> [Texte fourni]
>>>>>

[CRITIQUE] Nous, les chiens

Temps de lecture :  3 minutes

Moong-Chi est un jeune chien fougueux et obéissant, abandonné en haut d’une montagne par son maître. Il est très vite rejoint par une bande de chiens qui essaie de lui expliquer que l’humain ne reviendra pas. Une fois cette triste réalité acceptée, Moong-Chi décide de partir en quête de liberté : un monde sans homme.

Nous, les chiens nous arrive tout droit de Corée du Sud pour nous conter le triste sort des chiens abandonnés par milliers chaque année. Après avoir été sélectionné au festival international du film d’animation d’Annecy en 2019, le long-métrage de Oh Sung-yoon et Lee Choon-Baek est enfin disponible sur grand écran pour le plaisir des petits surtout (à partir de 6 ans). Bien que le récit soit universel et touche la corde sensible même des plus grands, le film possède quelques défauts qui ne permettent pas d’apprécier pleinement son contenu. Les personnages sont souvent un peu trop clichés : nous observons avec déception le couple de chihuahuas dont la différenciation sexuelle se fait par les couleurs, rose pour la femelle et bleu pour le mâle. Même les chiens sont victimes du marketing genré : ce sont bien les traces de leur possession ridicule par des maîtres, mais quand bien même ils font le deuil de leur passé, les fripes ne disparaissent pas. Et ce manque de nuance se retrouve également chez les humains qui sont, sans grande distinction, presque tous méchants : entre l’égoïste, lassé de jouer à la baballe, qui abandonne le brave Moong-Chi au début du film ou le chasseur de chiens, cruel et mesquin, qui enferme et utilise des bulldogs féroces et agressifs pour attaquer la troupe formée par nos héros. Cerise sur le gâteau, la version française n’arrive pas à rendre fidèlement le choix des cinéastes et pousse plus loin que prévu la caricature. De ces voix haut perchées ressort un côté enfantin, absent de la version originale, qui fait perdre de la force au propos. Si l’animation a quelque chose de révolutionnaire dans le fait de mêler 2D pour les décors et 3D pour les différents protagonistes, le rendu peine à convaincre. On a dû mal à croire à la crédibilité des mouvements des chiens, assez lourds (évidemment il est très difficile de s’approcher de ce naturel), et la 3D donne beaucoup d’artificialité aux personnages. Quand bien même le spectateur s’habitue, certaines expressions et actions blessent quelque peu le regard.

<<<<<

> [Tâches à réaliser]
**A.** D'après la critique, pourquoi la version française affaiblit-elle le propos du film ? Répondez en une à trois phrases.
**B.** Extrayez de la critique, sans la moindre modification, le passage qui va de « Moong-Chi est un » jusqu'à « monde sans homme. » inclus.
Veuillez vous appuyer exclusivement sur le texte.

> [Données fournies]
>>>>>

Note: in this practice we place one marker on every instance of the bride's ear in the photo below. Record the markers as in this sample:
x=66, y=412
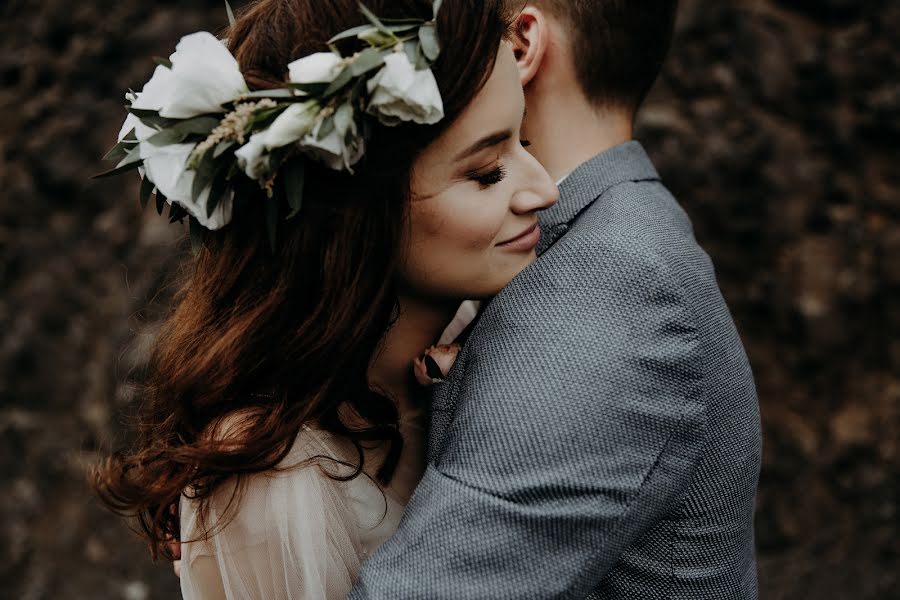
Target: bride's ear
x=530, y=42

<<<<<

> [Liste des réponses]
**A.** La critique reproche aux voix haut perchées de la version française de donner au film un côté enfantin, absent de la version originale. Cette caricature, poussée plus loin que prévu, fait perdre de la force au propos.

**B.**
Moong-Chi est un jeune chien fougueux et obéissant, abandonné en haut d’une montagne par son maître. Il est très vite rejoint par une bande de chiens qui essaie de lui expliquer que l’humain ne reviendra pas. Une fois cette triste réalité acceptée, Moong-Chi décide de partir en quête de liberté : un monde sans homme.